[Referring expression pointing data]
────────────────────────────────────────

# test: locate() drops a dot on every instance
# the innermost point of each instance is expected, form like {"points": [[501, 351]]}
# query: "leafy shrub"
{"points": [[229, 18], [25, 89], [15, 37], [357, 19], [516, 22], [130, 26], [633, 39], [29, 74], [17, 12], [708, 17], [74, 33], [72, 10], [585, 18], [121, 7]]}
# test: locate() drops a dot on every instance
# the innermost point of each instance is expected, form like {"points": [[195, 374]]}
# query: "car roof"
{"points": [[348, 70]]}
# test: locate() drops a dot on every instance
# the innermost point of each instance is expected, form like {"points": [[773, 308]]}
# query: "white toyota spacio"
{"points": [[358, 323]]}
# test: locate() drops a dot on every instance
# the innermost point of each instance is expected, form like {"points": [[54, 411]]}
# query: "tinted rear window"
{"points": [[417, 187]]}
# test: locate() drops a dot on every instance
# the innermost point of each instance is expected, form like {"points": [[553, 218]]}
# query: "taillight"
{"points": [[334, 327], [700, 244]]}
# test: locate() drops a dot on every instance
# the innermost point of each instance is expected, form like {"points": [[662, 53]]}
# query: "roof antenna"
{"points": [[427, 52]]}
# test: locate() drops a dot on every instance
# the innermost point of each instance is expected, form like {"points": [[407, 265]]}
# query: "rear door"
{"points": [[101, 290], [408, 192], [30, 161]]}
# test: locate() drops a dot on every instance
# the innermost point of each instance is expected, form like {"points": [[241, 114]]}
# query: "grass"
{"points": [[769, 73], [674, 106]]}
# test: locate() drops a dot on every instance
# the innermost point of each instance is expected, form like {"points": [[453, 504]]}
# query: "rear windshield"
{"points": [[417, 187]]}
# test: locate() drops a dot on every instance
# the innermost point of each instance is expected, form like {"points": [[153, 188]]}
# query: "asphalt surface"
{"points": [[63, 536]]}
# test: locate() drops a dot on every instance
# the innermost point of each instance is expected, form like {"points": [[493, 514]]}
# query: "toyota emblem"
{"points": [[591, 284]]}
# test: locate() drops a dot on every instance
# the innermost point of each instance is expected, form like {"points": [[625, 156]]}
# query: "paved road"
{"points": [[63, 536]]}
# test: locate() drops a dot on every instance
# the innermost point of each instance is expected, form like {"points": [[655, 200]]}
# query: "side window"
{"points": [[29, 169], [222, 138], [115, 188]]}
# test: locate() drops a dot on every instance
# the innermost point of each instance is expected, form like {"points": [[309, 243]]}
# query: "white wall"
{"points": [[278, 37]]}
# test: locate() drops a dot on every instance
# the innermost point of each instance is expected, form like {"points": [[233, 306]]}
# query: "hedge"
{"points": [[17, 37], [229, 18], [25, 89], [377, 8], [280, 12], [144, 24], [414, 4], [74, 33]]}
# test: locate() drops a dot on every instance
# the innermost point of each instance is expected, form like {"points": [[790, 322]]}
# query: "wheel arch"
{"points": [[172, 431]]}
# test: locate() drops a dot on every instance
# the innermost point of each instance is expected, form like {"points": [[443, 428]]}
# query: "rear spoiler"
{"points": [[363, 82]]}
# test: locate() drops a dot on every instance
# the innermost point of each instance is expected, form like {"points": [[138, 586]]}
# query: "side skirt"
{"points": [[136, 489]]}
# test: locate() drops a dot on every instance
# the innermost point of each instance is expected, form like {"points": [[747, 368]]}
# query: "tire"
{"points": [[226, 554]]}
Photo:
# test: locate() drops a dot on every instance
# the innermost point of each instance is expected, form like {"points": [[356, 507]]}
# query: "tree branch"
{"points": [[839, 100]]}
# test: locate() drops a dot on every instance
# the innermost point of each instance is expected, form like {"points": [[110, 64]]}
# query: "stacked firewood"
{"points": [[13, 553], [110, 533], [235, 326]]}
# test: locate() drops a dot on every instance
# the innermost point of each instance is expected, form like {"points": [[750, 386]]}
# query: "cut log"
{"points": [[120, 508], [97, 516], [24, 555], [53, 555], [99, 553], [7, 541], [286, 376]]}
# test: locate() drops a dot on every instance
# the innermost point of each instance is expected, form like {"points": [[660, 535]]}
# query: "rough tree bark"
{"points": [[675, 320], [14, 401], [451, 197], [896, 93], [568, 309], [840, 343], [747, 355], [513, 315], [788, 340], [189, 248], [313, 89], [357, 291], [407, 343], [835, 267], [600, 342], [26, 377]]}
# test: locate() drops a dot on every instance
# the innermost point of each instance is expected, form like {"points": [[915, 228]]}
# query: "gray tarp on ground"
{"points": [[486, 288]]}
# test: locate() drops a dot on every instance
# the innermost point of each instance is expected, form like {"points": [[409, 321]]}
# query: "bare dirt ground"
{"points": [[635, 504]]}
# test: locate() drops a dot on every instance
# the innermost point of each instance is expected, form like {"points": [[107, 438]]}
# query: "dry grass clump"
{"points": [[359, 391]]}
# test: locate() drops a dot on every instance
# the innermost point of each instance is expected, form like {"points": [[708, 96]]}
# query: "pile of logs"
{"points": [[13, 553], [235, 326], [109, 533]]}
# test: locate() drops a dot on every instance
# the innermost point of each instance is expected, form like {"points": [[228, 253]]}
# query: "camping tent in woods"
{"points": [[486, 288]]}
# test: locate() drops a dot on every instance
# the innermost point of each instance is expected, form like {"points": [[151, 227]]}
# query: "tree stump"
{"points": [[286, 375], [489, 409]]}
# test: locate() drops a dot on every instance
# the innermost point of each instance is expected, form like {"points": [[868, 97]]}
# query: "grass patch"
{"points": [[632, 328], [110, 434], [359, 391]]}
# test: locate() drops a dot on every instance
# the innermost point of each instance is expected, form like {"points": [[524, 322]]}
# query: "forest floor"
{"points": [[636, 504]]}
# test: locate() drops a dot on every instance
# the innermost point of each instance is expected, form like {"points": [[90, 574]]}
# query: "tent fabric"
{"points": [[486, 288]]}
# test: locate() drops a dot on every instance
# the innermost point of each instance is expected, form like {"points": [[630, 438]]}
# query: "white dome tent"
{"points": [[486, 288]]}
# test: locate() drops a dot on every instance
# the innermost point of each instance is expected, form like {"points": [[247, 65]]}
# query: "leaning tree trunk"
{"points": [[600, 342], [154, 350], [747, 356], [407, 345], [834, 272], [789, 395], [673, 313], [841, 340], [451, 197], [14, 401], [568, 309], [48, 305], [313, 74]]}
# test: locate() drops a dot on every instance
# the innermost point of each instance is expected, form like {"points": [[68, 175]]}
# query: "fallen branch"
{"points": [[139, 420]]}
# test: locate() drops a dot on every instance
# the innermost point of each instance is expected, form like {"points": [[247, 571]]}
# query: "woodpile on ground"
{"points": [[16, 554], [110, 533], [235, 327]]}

────────────────────────────────────────

* [PROBLEM REQUIREMENTS] Word for word, quote all of the data above.

* [ANSWER]
# test: locate() drops a dot on every instance
# the innermost point of each instance is expected, form like {"points": [[501, 351]]}
# query: "leafy shrub"
{"points": [[229, 18], [25, 89], [15, 37], [357, 19], [516, 22], [130, 26], [633, 39], [29, 74], [17, 12], [708, 17], [74, 33], [72, 10], [585, 18], [121, 7]]}
# test: locate() drops a dot on every instance
# the innermost point of each instance is expected, form like {"points": [[195, 374]]}
# query: "car roof"
{"points": [[348, 70]]}
# test: locate() drops a dot on every instance
# the innermost point of each instance is expected, form like {"points": [[773, 308]]}
# query: "white toyota spacio"
{"points": [[358, 323]]}
# test: locate() drops a dot on every instance
# the innermost point of each instance is expected, form like {"points": [[54, 411]]}
# query: "tinted rear window"
{"points": [[417, 187]]}
# test: locate() drops a dot on every instance
# the innermost point of each instance is expected, form like {"points": [[553, 218]]}
# query: "taillight"
{"points": [[334, 327], [700, 244]]}
# test: locate() drops a dot on every instance
# the innermost point of each instance is expected, form like {"points": [[662, 53]]}
# query: "roof antenna"
{"points": [[427, 52]]}
# test: locate() drops a dot on every instance
# the innermost point of each instance is expected, form like {"points": [[407, 265]]}
# query: "rear door"
{"points": [[101, 290], [408, 192], [30, 161]]}
# test: locate() drops a dot on every instance
# the innermost point of each instance is expected, form like {"points": [[241, 114]]}
# query: "grass"
{"points": [[769, 73], [674, 106]]}
# test: locate() drops a dot on every instance
# the innermost point of each instance is expected, form like {"points": [[453, 504]]}
# query: "rear windshield"
{"points": [[417, 187]]}
# test: locate() drops a dot on every instance
# the innermost point of each instance is expected, form like {"points": [[153, 188]]}
# query: "asphalt surface"
{"points": [[63, 536]]}
# test: locate() drops a dot on every instance
# the innermost point of each instance is expected, form like {"points": [[493, 514]]}
# query: "toyota emblem"
{"points": [[591, 284]]}
# test: locate() drops a dot on every instance
# the innermost point of each instance is expected, form like {"points": [[625, 156]]}
# query: "paved road"
{"points": [[63, 536]]}
# test: locate() drops a dot on every instance
# the innermost point of each instance is expected, form like {"points": [[655, 200]]}
# query: "side window"
{"points": [[29, 169], [222, 138], [115, 188]]}
# test: locate() drops a dot on every instance
# the innermost point of each instance is expected, form like {"points": [[309, 243]]}
# query: "white wall"
{"points": [[278, 37]]}
# test: locate() drops a dot on every instance
# the innermost point of each instance is expected, form like {"points": [[233, 306]]}
# query: "hedge"
{"points": [[17, 37], [229, 18], [25, 89], [377, 8], [280, 12], [144, 24], [414, 4], [74, 33]]}
# test: locate() drops a dot on every instance
# the innermost point of each instance is expected, form like {"points": [[790, 322]]}
# query: "wheel arch"
{"points": [[172, 431]]}
# test: locate() drops a dot on every instance
# the innermost point of each instance is expected, form like {"points": [[443, 428]]}
# query: "rear spoiler"
{"points": [[363, 82]]}
# test: locate() drops a dot on every instance
# the innermost point of each instance is expected, form like {"points": [[138, 586]]}
# query: "side skirt"
{"points": [[136, 489]]}
# test: locate() drops a dot on every instance
# the innermost point of each instance is expected, form like {"points": [[747, 368]]}
# query: "tire"
{"points": [[226, 554]]}
Photo:
# test: locate() drops a dot on every instance
# the innermost point of each instance is expected, form like {"points": [[356, 507]]}
# query: "tree branch"
{"points": [[839, 100]]}
# test: locate() drops a dot on every instance
# the innermost point of each instance is expected, form like {"points": [[110, 64]]}
# query: "stacked firewood"
{"points": [[13, 553], [110, 533], [235, 326]]}
# test: locate() drops a dot on every instance
# the innermost point of each instance is expected, form like {"points": [[750, 386]]}
# query: "cut log"
{"points": [[120, 508], [97, 516], [24, 555], [53, 555], [99, 553], [7, 541], [286, 376]]}
# test: locate() drops a dot on every instance
# the innermost point of each instance is expected, form like {"points": [[660, 535]]}
# query: "rough tree bark"
{"points": [[675, 320], [14, 401], [451, 197], [896, 93], [568, 309], [840, 343], [747, 355], [513, 315], [788, 340], [189, 248], [313, 89], [357, 291], [407, 343], [835, 267], [600, 342], [26, 377]]}
# test: locate() drops a dot on every instance
# the innermost point of each instance is expected, form like {"points": [[915, 228]]}
# query: "gray tarp on ground"
{"points": [[486, 288]]}
# test: locate() drops a dot on every instance
# the innermost point of each instance is expected, form like {"points": [[409, 321]]}
# query: "bare dirt ground"
{"points": [[635, 504]]}
# test: locate() drops a dot on every instance
# the innermost point of each instance is expected, form like {"points": [[107, 438]]}
# query: "dry grass clump"
{"points": [[359, 391]]}
# test: locate() drops a dot on every instance
# the innermost point of each instance is expected, form like {"points": [[708, 96]]}
# query: "pile of logs"
{"points": [[13, 553], [235, 326], [109, 533]]}
# test: locate() drops a dot on every instance
# the innermost point of each instance is expected, form like {"points": [[228, 253]]}
# query: "camping tent in woods"
{"points": [[486, 288]]}
# test: locate() drops a dot on every instance
# the innermost point of each instance is expected, form like {"points": [[151, 227]]}
# query: "tree stump"
{"points": [[286, 375], [489, 409]]}
# test: locate() drops a dot on every instance
# the innermost point of each instance is expected, form like {"points": [[868, 97]]}
# query: "grass patch"
{"points": [[632, 328], [110, 434], [359, 391]]}
# test: locate() drops a dot on every instance
# the innermost point of each instance is expected, form like {"points": [[524, 322]]}
# query: "forest floor"
{"points": [[636, 504]]}
# test: locate() drops a dot on every instance
# the innermost point of each instance is expected, form like {"points": [[90, 574]]}
# query: "tent fabric"
{"points": [[486, 288]]}
# test: locate() drops a dot on every instance
# the innermost point of each instance is expected, form like {"points": [[630, 438]]}
# query: "white dome tent"
{"points": [[486, 288]]}
# test: locate() drops a dot on every instance
# the innermost point of each instance is expected, form like {"points": [[247, 65]]}
# query: "leaning tree trunk"
{"points": [[600, 342], [154, 350], [747, 356], [407, 345], [834, 272], [789, 395], [673, 313], [841, 340], [451, 197], [14, 401], [568, 309], [48, 305], [313, 74]]}
# test: locate() drops a dot on every instance
# the innermost point of each instance is expected, form like {"points": [[68, 175]]}
# query: "fallen branch"
{"points": [[139, 420]]}
# test: locate() drops a dot on every instance
# the innermost point of each instance is expected, form like {"points": [[247, 571]]}
# query: "woodpile on ground"
{"points": [[16, 554], [110, 533], [235, 327]]}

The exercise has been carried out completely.